▸ Предложенный текст
Этот словарь подтверждает, что слово постоянно. Он заявляет, что значения слов основаны на других словах. Он предполагает, что все слова вместе образуют взаимосвязанную структуру — именно взаимосвязанную, потому что одни слова определены с помощью других. Об этом невозможно было говорить во времена господства устной культуры, когда язык был едва виден. Только когда появление печати (и словаря) подняло язык на поверхность, когда он стал объектом тщательного изучения, появилось ощущение, что значение слова независимо и даже директивно. Слова стали рассматриваться как слова, представляющие другие слова, а не только предметы. В XX веке, с развитием логики, эта директивность стала проблемой. “В рассуждениях, касающихся языка, я уже вынужден был прибегать к полному (а не к какому-то предварительному, подготовительному) языку”, — жаловался Людвиг Витгенштейн. Тремя столетиями раньше с тем же затруднением столкнулся и Ньютон, только теперь ситуация была сложнее, потому что Ньютон искал слова для описания законов природы, а Витгенштейну нужны были слова для определения слов: “Говоря о языке (слове, предложении и т.д.), я должен говорить о повседневном языке. Не слишком ли груб, материален этот язык для выражения того, что мы хотим сказать?” Именно так все и было, но язык находится в постоянном развитии.

(Данные из набора для разметки точками)
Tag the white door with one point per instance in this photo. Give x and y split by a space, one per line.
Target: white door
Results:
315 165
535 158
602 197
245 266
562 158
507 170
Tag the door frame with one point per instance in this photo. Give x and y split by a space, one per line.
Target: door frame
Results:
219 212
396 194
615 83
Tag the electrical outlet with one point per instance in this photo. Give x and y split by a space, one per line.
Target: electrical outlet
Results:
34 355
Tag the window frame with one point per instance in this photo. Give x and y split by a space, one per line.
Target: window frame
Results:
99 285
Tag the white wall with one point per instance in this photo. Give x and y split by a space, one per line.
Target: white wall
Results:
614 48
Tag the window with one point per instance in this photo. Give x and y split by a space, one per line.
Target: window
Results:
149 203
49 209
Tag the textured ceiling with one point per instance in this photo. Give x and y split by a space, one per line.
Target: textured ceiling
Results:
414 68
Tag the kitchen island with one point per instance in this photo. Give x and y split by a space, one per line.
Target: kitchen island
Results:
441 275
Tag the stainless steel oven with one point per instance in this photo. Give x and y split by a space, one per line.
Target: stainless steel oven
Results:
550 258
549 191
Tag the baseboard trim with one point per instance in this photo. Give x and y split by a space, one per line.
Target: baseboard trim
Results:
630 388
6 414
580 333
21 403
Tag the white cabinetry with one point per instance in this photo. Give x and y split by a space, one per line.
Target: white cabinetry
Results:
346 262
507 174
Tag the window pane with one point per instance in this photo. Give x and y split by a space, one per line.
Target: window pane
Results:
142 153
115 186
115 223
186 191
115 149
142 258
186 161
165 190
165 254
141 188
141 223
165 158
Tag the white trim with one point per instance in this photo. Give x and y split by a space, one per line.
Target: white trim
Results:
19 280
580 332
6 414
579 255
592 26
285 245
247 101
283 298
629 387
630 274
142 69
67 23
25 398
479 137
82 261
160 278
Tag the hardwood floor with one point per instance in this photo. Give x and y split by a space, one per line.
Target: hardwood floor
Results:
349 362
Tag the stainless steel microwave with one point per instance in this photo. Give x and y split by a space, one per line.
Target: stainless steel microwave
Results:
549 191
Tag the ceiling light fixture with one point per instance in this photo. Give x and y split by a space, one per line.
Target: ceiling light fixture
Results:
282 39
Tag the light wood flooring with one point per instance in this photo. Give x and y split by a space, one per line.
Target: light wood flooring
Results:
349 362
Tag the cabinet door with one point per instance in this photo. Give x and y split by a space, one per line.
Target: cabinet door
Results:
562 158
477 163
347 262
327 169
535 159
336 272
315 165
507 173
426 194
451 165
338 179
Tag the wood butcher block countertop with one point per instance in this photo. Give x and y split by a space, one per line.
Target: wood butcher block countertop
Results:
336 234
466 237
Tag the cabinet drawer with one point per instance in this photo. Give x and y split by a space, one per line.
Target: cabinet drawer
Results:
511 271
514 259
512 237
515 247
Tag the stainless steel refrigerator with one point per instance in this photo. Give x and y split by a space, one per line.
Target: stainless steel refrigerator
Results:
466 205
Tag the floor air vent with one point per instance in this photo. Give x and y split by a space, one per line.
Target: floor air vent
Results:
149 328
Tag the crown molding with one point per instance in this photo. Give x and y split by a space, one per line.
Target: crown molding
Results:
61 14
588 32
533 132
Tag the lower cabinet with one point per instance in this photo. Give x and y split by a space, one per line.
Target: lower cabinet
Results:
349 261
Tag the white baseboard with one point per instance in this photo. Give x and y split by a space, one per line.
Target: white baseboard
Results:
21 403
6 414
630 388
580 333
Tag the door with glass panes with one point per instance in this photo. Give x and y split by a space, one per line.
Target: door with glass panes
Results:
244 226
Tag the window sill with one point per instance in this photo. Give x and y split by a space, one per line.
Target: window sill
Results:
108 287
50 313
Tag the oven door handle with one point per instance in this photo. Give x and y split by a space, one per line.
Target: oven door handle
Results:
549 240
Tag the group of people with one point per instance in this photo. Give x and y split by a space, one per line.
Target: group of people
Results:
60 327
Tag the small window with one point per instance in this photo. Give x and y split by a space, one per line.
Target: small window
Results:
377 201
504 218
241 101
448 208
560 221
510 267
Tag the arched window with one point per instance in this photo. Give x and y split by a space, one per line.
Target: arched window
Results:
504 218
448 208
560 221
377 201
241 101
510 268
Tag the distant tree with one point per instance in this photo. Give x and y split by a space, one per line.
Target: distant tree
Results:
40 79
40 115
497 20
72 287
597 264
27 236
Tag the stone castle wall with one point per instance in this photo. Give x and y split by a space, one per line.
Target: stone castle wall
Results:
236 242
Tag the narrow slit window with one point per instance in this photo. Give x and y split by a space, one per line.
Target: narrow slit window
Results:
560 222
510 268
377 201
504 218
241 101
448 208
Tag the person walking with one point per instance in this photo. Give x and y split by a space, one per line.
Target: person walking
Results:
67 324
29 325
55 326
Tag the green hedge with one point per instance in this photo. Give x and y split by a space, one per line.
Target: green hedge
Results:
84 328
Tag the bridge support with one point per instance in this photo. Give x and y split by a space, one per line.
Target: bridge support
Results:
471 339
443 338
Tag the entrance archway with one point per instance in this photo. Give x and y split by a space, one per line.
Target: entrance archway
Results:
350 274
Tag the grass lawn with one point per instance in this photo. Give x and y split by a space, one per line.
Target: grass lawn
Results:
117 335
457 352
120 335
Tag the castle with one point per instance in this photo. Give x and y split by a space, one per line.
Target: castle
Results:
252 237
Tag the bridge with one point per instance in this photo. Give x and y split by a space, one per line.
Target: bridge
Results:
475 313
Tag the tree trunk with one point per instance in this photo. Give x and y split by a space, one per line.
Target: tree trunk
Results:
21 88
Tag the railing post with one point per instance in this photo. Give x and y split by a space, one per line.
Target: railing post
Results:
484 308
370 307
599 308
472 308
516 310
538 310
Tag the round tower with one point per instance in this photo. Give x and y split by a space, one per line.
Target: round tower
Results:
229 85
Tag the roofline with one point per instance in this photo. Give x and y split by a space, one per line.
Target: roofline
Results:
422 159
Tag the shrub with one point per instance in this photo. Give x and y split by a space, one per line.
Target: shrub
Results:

▸ Что сделать
1 > Кратко изложите текст о словаре и значении слов в двух предложениях.
2 > Напишите продолжение текста о словаре и значении слов, начиная сразу после его последнего предложения.
Эти данные никак не связаны с текстом.

▸ Ответы к заданиям
1 > Словарь предполагает, что значения слов основаны на других словах и все слова образуют взаимосвязанную структуру, а ощущение независимого и даже директивного значения слова появилось лишь тогда, когда печать и словарь сделали язык объектом тщательного изучения. С развитием логики в XX веке эта директивность стала проблемой: Витгенштейн, которому нужны были слова для определения слов, жаловался, что вынужден прибегать к полному повседневному языку, а тремя столетиями раньше с тем же затруднением столкнулся Ньютон.

2 >
В 1900 году Джеймс Мюррей говорил о языке как о книге: “Словарь английского языка, как и английская Конституция, создан не одним человеком и не в какое-то конкретное время, он развивался медленно и рос веками”. Первый выпуск того, что потом стало “Оксфордским словарем английского языка”, был одной из самых больших книг, когда-либо издававшихся. “Новый английский словарь, основанный на исторических принципах”, 414 825 слов в десяти тяжелых томах, был представлен королю Георгу V и президенту США Калвину Кулиджу в 1928 году. Работа заняла десятилетия, сам Мюррей к этому моменту уже умер. А словарь считали устаревшим даже до того, как он вышел из типографии. Последовало несколько дополнений, но второе издание появилось лишь в 1989 году — 20 томов, 22 тыс. страниц, 62,5 кг. Третье издание отличается от первых двух: оно не имеет веса, потому что существует в цифровой реальности. Возможно, для создания словаря больше никогда не понадобится бумага и чернила. С 2000 года результаты переработки по частям ежеквартально появляются в Сети, и каждый раз они включают несколько тысяч переработанных вхождений и сотни новых слов.
Кодри, вполне естественно, начал работу с буквы A, то же самое сделал и Джеймс Мюррей в 1879 году, но Симпсон предпочел начать с M. Он отнесся к A с подозрением. Посвященным давно было понятно, что “Оксфордский словарь” в том виде, в котором он был опубликован, далеко не безупречен. В первых буквах все еще чувствуются следы неуверенности Мюррея. “Фактически он пришел, обустроился и начал набирать текст, — рассказывал Симпсон. — Много времени ушло на согласование стратегии и прочего, так что если мы начнем с A, то вдвое усложним задачу. Думаю, они разобрались, как работать, примерно к букве D, хотя Мюррей всегда говорил, что самой тяжелой была буква E, потому что ее начал Генри Брэдли, его ассистент, и Мюррей всегда считал, что тот сделал работу довольно плохо. Тогда мы подумали — может, лучше начать с G или H. Но вы добираетесь до G и H, а там уже и I, J, K… уж лучше начать после них... ”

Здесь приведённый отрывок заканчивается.